RECORDS FOR PROCESSING:
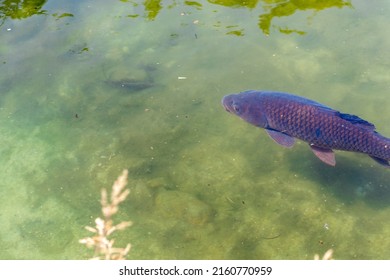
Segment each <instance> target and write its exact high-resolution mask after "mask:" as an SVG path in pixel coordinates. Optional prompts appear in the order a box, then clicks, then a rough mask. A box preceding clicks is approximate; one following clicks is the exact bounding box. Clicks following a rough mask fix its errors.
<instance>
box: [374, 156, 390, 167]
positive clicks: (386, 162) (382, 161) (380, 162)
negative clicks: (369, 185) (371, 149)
mask: <svg viewBox="0 0 390 280" xmlns="http://www.w3.org/2000/svg"><path fill="white" fill-rule="evenodd" d="M370 157H371V158H372V159H373V160H375V161H376V162H377V163H379V164H381V165H383V166H384V167H387V168H390V164H389V162H388V161H387V160H385V159H381V158H378V157H374V156H370Z"/></svg>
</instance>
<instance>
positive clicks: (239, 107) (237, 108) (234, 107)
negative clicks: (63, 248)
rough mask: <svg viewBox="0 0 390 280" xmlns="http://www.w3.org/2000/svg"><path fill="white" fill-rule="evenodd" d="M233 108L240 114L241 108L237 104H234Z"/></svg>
mask: <svg viewBox="0 0 390 280" xmlns="http://www.w3.org/2000/svg"><path fill="white" fill-rule="evenodd" d="M232 107H233V110H234V112H236V113H240V107H239V106H238V105H237V104H235V103H233V104H232Z"/></svg>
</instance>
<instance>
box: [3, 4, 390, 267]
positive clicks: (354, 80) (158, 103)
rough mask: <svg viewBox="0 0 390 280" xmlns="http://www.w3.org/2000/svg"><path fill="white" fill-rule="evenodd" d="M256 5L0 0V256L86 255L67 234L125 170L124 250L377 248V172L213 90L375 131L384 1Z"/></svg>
mask: <svg viewBox="0 0 390 280" xmlns="http://www.w3.org/2000/svg"><path fill="white" fill-rule="evenodd" d="M268 2H269V1H259V2H253V3H249V2H248V3H249V4H248V5H247V7H244V6H242V5H241V6H240V5H236V3H234V2H231V3H225V2H218V3H217V2H216V3H212V2H205V1H200V2H173V1H172V2H171V1H162V2H153V1H150V2H145V3H142V2H137V1H134V2H130V1H110V3H109V4H108V2H107V1H71V2H69V1H47V2H45V3H41V4H42V5H38V7H41V8H40V9H37V10H39V11H40V13H41V14H39V15H38V14H35V15H31V13H30V12H29V11H30V10H29V9H26V8H24V9H22V11H23V13H20V14H18V15H19V16H18V17H19V18H18V17H16V18H14V19H13V18H12V17H11V16H8V14H7V13H5V12H4V11H5V10H4V9H3V10H1V11H2V13H0V15H1V19H2V20H3V24H2V25H1V29H0V63H1V64H0V67H1V71H0V92H1V95H0V116H1V117H0V123H1V125H0V139H1V143H2V145H1V146H0V167H1V170H2V178H1V181H0V194H1V195H0V207H1V211H0V212H1V214H0V223H1V225H2V226H1V229H0V245H1V247H2V250H1V252H0V258H1V259H85V258H89V257H91V254H92V252H91V251H89V250H87V249H85V248H84V247H83V246H81V245H80V244H79V243H78V240H79V239H80V238H82V237H84V236H87V235H88V232H87V231H86V230H85V229H84V226H85V225H92V223H93V220H94V218H95V217H97V216H98V215H100V205H99V195H100V189H101V188H102V187H110V186H111V185H112V183H113V181H114V180H115V178H116V177H117V176H118V175H119V174H120V173H121V171H122V170H123V169H124V168H127V169H128V170H129V188H130V189H131V194H130V196H129V198H128V200H127V201H126V202H125V203H123V205H122V207H121V209H120V214H119V215H118V217H116V218H117V221H120V220H129V219H130V220H132V221H133V222H134V225H133V226H132V227H131V228H129V229H127V230H125V231H123V232H118V234H117V235H115V236H114V237H115V239H116V243H117V245H124V244H126V243H128V242H130V243H131V244H132V249H131V251H130V253H129V255H128V257H129V258H130V259H312V258H313V256H314V254H316V253H319V254H323V253H324V252H325V251H326V250H327V249H329V248H333V249H334V251H335V253H334V257H335V258H336V259H389V258H390V253H389V250H388V248H389V247H390V238H389V236H390V225H389V215H390V208H389V206H390V174H389V172H388V170H387V169H384V168H382V167H381V166H379V165H377V164H376V163H375V162H374V161H372V160H371V159H369V158H368V157H366V156H364V155H359V154H353V153H346V152H336V159H337V166H336V167H335V168H331V167H328V166H325V165H324V164H322V163H321V162H320V161H319V160H318V159H317V158H315V156H314V155H313V154H312V152H311V151H310V150H309V148H308V147H307V144H305V143H302V142H299V143H298V144H297V145H296V146H295V147H294V148H293V149H292V150H287V149H284V148H282V147H280V146H278V145H276V144H275V143H274V142H273V141H272V140H270V139H269V138H268V137H267V136H266V134H265V133H264V131H262V130H260V129H256V128H255V127H252V126H250V125H248V124H246V123H244V122H242V121H240V120H239V119H238V118H236V117H234V116H231V115H229V114H228V113H226V112H225V111H224V109H223V108H222V106H221V105H220V99H221V98H222V96H223V95H225V94H228V93H233V92H239V91H242V90H245V89H269V90H278V91H287V92H291V93H296V94H299V95H302V96H306V97H308V98H311V99H315V100H317V101H319V102H321V103H324V104H326V105H329V106H331V107H334V108H337V109H339V110H341V111H344V112H348V113H353V114H357V115H359V116H360V117H362V118H364V119H367V120H369V121H371V122H373V123H375V124H376V126H377V130H378V131H379V132H380V133H382V134H383V135H385V136H389V135H390V127H389V126H388V119H389V117H390V116H389V115H388V108H389V105H390V104H389V103H390V101H389V98H388V91H389V88H390V76H389V75H388V69H389V60H388V49H389V46H390V39H389V36H388V31H387V30H388V26H389V24H390V20H389V18H390V17H389V14H390V6H389V4H387V3H385V1H381V2H379V1H378V3H376V5H373V4H371V5H370V4H369V3H365V1H352V2H351V3H350V4H348V3H345V2H342V1H326V2H327V4H326V5H325V4H324V6H318V5H315V4H307V6H302V7H301V6H297V4H294V1H288V2H287V4H286V5H284V4H282V3H279V1H273V2H275V3H273V4H272V3H270V4H267V3H268ZM284 2H286V1H283V3H284ZM321 2H322V3H324V1H321ZM3 5H4V4H3ZM12 15H14V14H12ZM29 15H31V16H29ZM270 18H271V19H270ZM261 19H262V21H261ZM260 23H262V24H260ZM179 77H185V79H183V78H179ZM118 81H119V83H118ZM122 81H128V82H129V81H130V84H126V85H125V86H122V84H123V83H122ZM135 83H138V85H139V84H143V85H144V87H146V88H145V89H143V90H139V87H138V86H135Z"/></svg>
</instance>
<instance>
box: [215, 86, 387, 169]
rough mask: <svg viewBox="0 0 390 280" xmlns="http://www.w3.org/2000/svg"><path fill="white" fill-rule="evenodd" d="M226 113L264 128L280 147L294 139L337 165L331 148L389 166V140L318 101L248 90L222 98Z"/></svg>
mask: <svg viewBox="0 0 390 280" xmlns="http://www.w3.org/2000/svg"><path fill="white" fill-rule="evenodd" d="M222 104H223V106H224V107H225V109H226V110H227V111H229V112H230V113H233V114H235V115H238V116H239V117H240V118H242V119H244V120H245V121H247V122H249V123H251V124H253V125H256V126H258V127H262V128H265V129H266V130H267V132H268V134H269V135H270V136H271V137H272V138H273V139H274V140H275V141H276V142H277V143H279V144H281V145H283V146H287V147H291V146H292V145H293V144H294V138H298V139H301V140H303V141H305V142H307V143H309V144H310V147H311V148H312V149H313V152H314V153H315V155H316V156H317V157H319V158H320V159H321V160H323V161H324V162H325V163H328V164H330V165H334V164H335V160H334V155H333V151H332V149H336V150H344V151H352V152H360V153H365V154H368V155H369V156H371V157H372V158H373V159H374V160H376V161H377V162H378V163H380V164H382V165H384V166H386V167H390V165H389V160H390V139H389V138H386V137H384V136H382V135H380V134H379V133H377V132H376V131H375V126H374V125H373V124H371V123H369V122H367V121H365V120H363V119H361V118H359V117H357V116H355V115H350V114H344V113H341V112H339V111H336V110H334V109H332V108H329V107H327V106H325V105H322V104H320V103H317V102H316V101H313V100H310V99H306V98H304V97H299V96H296V95H292V94H288V93H280V92H268V91H254V90H251V91H245V92H242V93H239V94H232V95H227V96H225V97H224V98H223V99H222Z"/></svg>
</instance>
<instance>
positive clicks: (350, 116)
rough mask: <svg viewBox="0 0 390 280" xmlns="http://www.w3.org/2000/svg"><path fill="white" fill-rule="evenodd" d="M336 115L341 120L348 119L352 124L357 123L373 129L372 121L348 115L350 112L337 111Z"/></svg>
mask: <svg viewBox="0 0 390 280" xmlns="http://www.w3.org/2000/svg"><path fill="white" fill-rule="evenodd" d="M338 115H339V117H340V118H342V119H343V120H346V121H349V122H350V123H352V124H358V125H361V126H363V127H365V128H368V129H371V130H374V129H375V125H373V124H372V123H370V122H368V121H366V120H363V119H361V118H359V117H358V116H355V115H350V114H344V113H340V112H339V113H338Z"/></svg>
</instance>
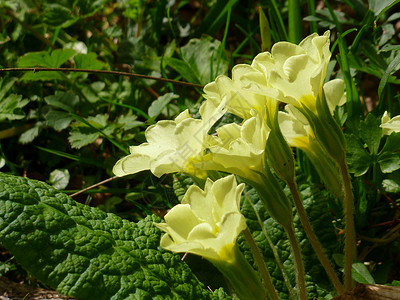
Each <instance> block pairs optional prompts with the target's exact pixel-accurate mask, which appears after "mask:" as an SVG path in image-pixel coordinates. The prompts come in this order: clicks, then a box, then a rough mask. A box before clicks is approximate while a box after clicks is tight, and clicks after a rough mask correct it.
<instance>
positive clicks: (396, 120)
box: [380, 111, 400, 135]
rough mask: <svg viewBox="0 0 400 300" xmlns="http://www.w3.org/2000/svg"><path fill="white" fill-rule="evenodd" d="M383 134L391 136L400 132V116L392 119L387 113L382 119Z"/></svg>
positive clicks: (381, 121) (395, 117)
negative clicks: (391, 135)
mask: <svg viewBox="0 0 400 300" xmlns="http://www.w3.org/2000/svg"><path fill="white" fill-rule="evenodd" d="M381 122H382V123H381V125H380V127H381V128H382V134H383V135H391V134H392V133H393V132H400V115H399V116H395V117H393V118H390V117H389V115H388V114H387V112H386V111H385V113H384V115H383V116H382V119H381Z"/></svg>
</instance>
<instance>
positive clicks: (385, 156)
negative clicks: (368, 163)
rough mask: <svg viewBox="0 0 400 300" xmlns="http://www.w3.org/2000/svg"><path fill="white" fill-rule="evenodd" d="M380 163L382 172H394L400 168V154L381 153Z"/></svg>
mask: <svg viewBox="0 0 400 300" xmlns="http://www.w3.org/2000/svg"><path fill="white" fill-rule="evenodd" d="M378 163H379V165H380V166H381V170H382V173H392V172H393V171H396V170H398V169H400V154H399V153H397V154H396V153H383V154H382V155H379V157H378Z"/></svg>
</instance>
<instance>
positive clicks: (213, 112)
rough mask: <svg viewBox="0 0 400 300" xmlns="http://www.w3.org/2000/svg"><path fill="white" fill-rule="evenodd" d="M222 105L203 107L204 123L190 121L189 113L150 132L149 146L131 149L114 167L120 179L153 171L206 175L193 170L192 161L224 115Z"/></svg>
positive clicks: (148, 138)
mask: <svg viewBox="0 0 400 300" xmlns="http://www.w3.org/2000/svg"><path fill="white" fill-rule="evenodd" d="M223 104H224V103H223V102H222V103H221V104H220V105H219V106H214V105H213V103H212V102H207V101H205V102H204V103H203V105H202V106H201V107H200V115H201V116H202V119H194V118H192V117H190V115H189V112H188V110H185V111H183V112H182V113H181V114H179V115H178V116H177V117H176V118H175V120H162V121H159V122H157V124H155V125H152V126H150V127H148V128H147V130H146V132H145V135H146V139H147V143H143V144H141V145H139V146H132V147H130V152H131V154H130V155H128V156H125V157H124V158H122V159H120V160H119V161H118V162H117V163H116V164H115V166H114V168H113V172H114V174H115V175H117V176H124V175H128V174H135V173H137V172H140V171H143V170H150V171H151V172H152V173H153V174H154V175H155V176H157V177H160V176H161V175H163V174H165V173H173V172H186V173H191V174H194V175H196V176H199V177H202V176H204V171H202V170H197V169H194V168H193V167H192V164H191V161H192V160H194V159H195V158H197V157H200V156H201V155H202V154H203V152H204V150H205V141H206V138H207V132H208V131H209V130H210V128H211V127H212V126H213V125H214V123H215V122H216V121H218V119H219V118H220V117H221V116H222V115H223V114H224V112H225V111H224V109H223Z"/></svg>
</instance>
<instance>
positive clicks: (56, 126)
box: [45, 110, 74, 131]
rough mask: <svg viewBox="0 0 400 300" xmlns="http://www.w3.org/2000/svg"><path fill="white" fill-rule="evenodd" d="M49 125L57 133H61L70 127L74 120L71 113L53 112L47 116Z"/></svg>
mask: <svg viewBox="0 0 400 300" xmlns="http://www.w3.org/2000/svg"><path fill="white" fill-rule="evenodd" d="M45 118H46V121H47V125H48V126H50V127H53V128H54V129H55V130H57V131H61V130H63V129H65V128H67V127H68V126H69V124H71V122H72V121H73V120H74V117H72V116H71V115H70V114H69V113H66V112H63V111H57V110H51V111H49V112H48V113H47V114H46V115H45Z"/></svg>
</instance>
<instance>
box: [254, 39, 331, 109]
mask: <svg viewBox="0 0 400 300" xmlns="http://www.w3.org/2000/svg"><path fill="white" fill-rule="evenodd" d="M330 57H331V53H330V51H329V31H327V32H325V34H324V35H323V36H318V34H312V35H310V36H308V37H306V38H305V39H304V40H303V41H301V42H300V44H299V45H295V44H292V43H288V42H279V43H276V44H274V46H273V47H272V49H271V53H269V52H263V53H260V54H259V55H257V56H256V57H255V58H254V60H253V63H252V64H251V66H252V67H253V68H255V69H257V70H259V71H261V72H263V73H264V74H265V77H266V81H267V86H266V88H264V89H265V90H269V89H275V90H276V91H278V93H279V96H278V99H279V100H280V101H282V102H286V103H289V104H292V105H294V106H296V107H301V106H306V107H308V108H309V109H311V110H312V111H315V102H316V98H317V97H318V96H319V95H320V93H321V91H322V86H323V82H324V79H325V76H326V69H327V67H328V63H329V60H330ZM269 93H271V92H270V91H269Z"/></svg>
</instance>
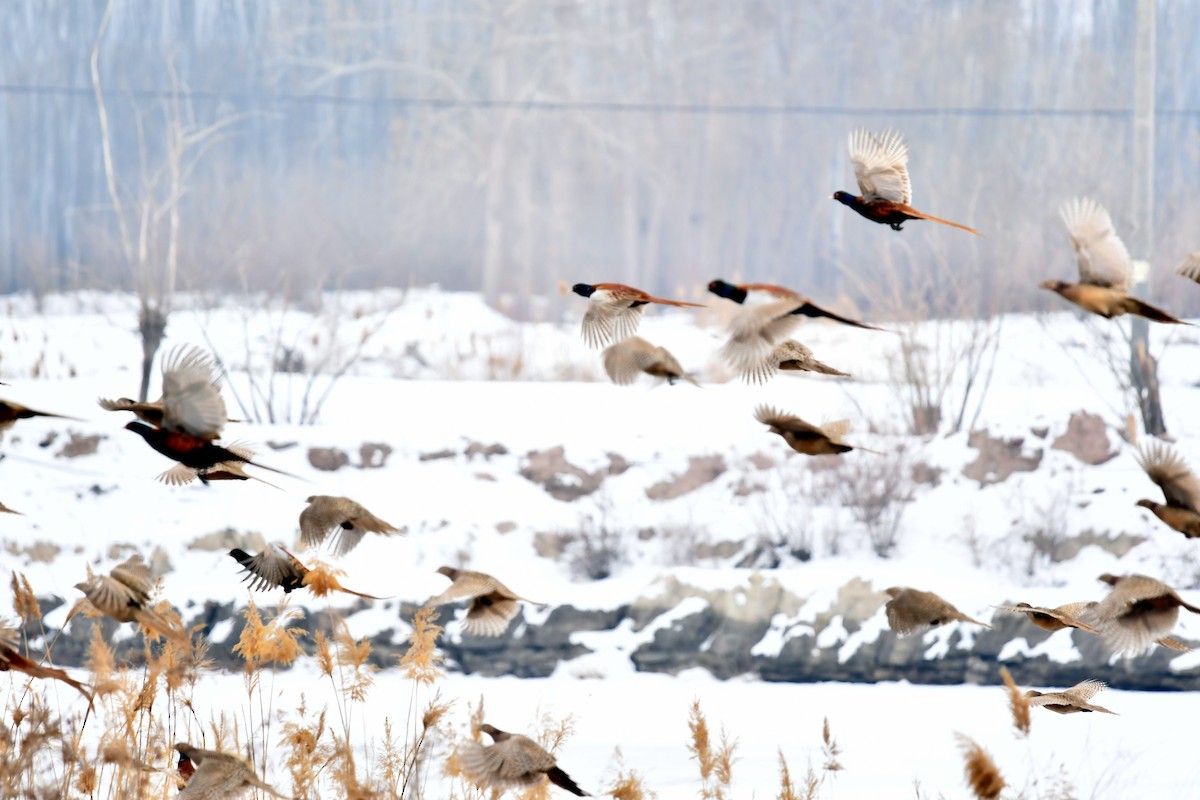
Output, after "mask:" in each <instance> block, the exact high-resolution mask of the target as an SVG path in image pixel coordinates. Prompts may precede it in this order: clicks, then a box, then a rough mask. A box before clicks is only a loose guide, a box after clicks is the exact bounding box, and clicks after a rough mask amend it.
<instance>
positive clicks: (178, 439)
mask: <svg viewBox="0 0 1200 800" xmlns="http://www.w3.org/2000/svg"><path fill="white" fill-rule="evenodd" d="M125 429H126V431H132V432H133V433H136V434H138V435H139V437H142V438H143V439H145V441H146V444H148V445H150V446H151V447H154V449H155V450H157V451H158V452H161V453H162V455H163V456H166V457H167V458H170V459H173V461H178V462H179V463H180V464H184V465H185V467H188V468H191V469H194V470H196V471H197V474H202V475H205V476H206V475H208V473H209V471H210V470H217V468H218V467H220V470H218V471H221V470H223V471H228V465H229V463H241V464H251V465H252V467H257V468H259V469H265V470H270V471H272V473H278V474H280V475H287V476H288V477H295V475H292V474H290V473H284V471H283V470H282V469H276V468H274V467H268V465H266V464H262V463H259V462H257V461H252V459H250V458H246V457H245V456H240V455H238V452H235V451H234V450H230V449H228V447H222V446H221V445H216V444H214V443H212V441H210V440H209V439H205V438H203V437H196V435H192V434H191V433H185V432H180V431H170V429H167V428H152V427H150V426H149V425H146V423H145V422H138V421H133V422H127V423H126V425H125ZM168 471H169V470H168Z"/></svg>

EXERCISE INSTRUCTIONS:
What do the lines above say from the one containing "134L391 136L400 132V116L392" down to the one containing "negative clicks: (368, 163)"? Return them exactly, both end lines included, and only them.

RESPONSE TO THE TASK:
rough mask: <svg viewBox="0 0 400 300" xmlns="http://www.w3.org/2000/svg"><path fill="white" fill-rule="evenodd" d="M383 134L391 136L400 132V116L392 119L387 113L382 119Z"/></svg>
positive clicks: (381, 121) (395, 117)
negative clicks: (391, 135)
mask: <svg viewBox="0 0 400 300" xmlns="http://www.w3.org/2000/svg"><path fill="white" fill-rule="evenodd" d="M381 122H382V123H381V125H380V127H381V128H382V134H383V135H391V134H392V133H393V132H400V115H399V116H395V117H393V118H390V117H389V115H388V114H387V112H386V111H385V113H384V115H383V116H382V119H381Z"/></svg>
</instance>
<instance>
positive clicks: (385, 156)
negative clicks: (368, 163)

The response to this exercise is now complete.